* BEGIN *

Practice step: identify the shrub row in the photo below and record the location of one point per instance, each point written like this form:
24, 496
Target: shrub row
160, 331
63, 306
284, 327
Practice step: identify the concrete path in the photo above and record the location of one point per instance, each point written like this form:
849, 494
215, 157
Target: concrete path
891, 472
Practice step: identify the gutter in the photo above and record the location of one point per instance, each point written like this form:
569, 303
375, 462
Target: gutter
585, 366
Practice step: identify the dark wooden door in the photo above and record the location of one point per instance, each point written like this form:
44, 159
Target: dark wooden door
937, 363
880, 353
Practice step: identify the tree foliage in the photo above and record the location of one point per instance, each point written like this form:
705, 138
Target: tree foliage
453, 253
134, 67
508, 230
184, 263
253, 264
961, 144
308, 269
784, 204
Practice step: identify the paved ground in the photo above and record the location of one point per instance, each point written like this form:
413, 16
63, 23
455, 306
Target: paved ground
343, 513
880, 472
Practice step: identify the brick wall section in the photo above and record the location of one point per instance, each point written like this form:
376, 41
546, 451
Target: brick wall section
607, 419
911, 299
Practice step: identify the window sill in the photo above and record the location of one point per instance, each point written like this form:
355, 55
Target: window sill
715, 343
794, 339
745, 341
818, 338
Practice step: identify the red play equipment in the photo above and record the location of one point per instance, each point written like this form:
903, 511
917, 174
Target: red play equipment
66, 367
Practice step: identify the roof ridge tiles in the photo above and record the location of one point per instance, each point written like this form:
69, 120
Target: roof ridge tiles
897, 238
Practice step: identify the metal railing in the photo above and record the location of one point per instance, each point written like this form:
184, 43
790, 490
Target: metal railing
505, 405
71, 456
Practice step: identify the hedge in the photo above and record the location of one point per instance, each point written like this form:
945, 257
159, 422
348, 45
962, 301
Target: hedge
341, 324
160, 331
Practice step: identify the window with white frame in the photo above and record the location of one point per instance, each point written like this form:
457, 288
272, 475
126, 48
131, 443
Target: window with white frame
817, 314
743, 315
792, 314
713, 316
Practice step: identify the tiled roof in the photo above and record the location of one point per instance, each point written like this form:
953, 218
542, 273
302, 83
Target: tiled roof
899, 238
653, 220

* END *

= Requirement =
Retype all of the rows above without changing a single character.

= Task answer =
Practice step: identify the shrub row in the photo below and record the location of one point per instance, each point written like this form:
24, 496
Target: shrub row
160, 331
63, 306
284, 327
Practice step: identify the concrete path in the photo above and record the location of one point per instance, each point written like this form:
849, 494
215, 157
Target: concrete path
891, 472
Practice step: identify the gutter in the photo above and record the location of one point per instance, each point written like this form:
569, 303
375, 462
Target: gutter
585, 366
Practice step: identify the dark wooden door in the photo above and record the location of one point per instance, each point written like this form:
44, 159
Target: dark wooden door
937, 363
880, 353
Practice step: identify the tree foliage in the photo above and record the location of one point per instance, each point written like this form:
705, 138
Target: tree foliage
453, 253
134, 67
508, 230
184, 263
253, 264
961, 144
308, 269
784, 204
Practice step: identify the paved ground in the photo above and record the location of one point per instance, each point written like this form:
413, 16
63, 23
455, 306
Target: paved ground
343, 513
880, 472
Practice step: identify the brick wall section in the photo above and record the location of one point per instance, each point written like this form:
376, 41
546, 451
Target: brick wall section
607, 419
911, 299
Practice step: identify the window sill in the photo above and record the location of one point per instance, each point written like this form:
355, 55
Target: window sill
715, 343
794, 339
745, 341
818, 338
Practice step: identify the red play equipment in the photo above and record the location of one point per instance, each point written like this form:
903, 511
917, 174
Target: red play equipment
66, 367
Practice step: identify the roof ridge tiles in the photo above and record the location of one point per instance, each point written like this form:
69, 120
Target: roof ridge tiles
897, 238
Practice step: identify the metal railing in the photo above and record the location of one point per instance, each point written like this form:
184, 43
790, 490
Target: metal railing
505, 405
71, 456
Practice step: identify the hedge in the photo above and record the location of one point per instance, each point written like this form:
945, 257
159, 422
348, 45
962, 301
Target: hedge
341, 324
160, 331
Practice step: identify the window with white frame in the photo above and record the location of one point per instance, each point written like this form:
457, 288
272, 475
126, 48
131, 443
Target: window with white frame
817, 314
743, 315
792, 314
713, 316
Practice step: identify the tiled roof in the photo above and record the location of one point per instance, each point written like this form:
953, 218
542, 273
302, 83
Target: tiled roof
899, 238
653, 220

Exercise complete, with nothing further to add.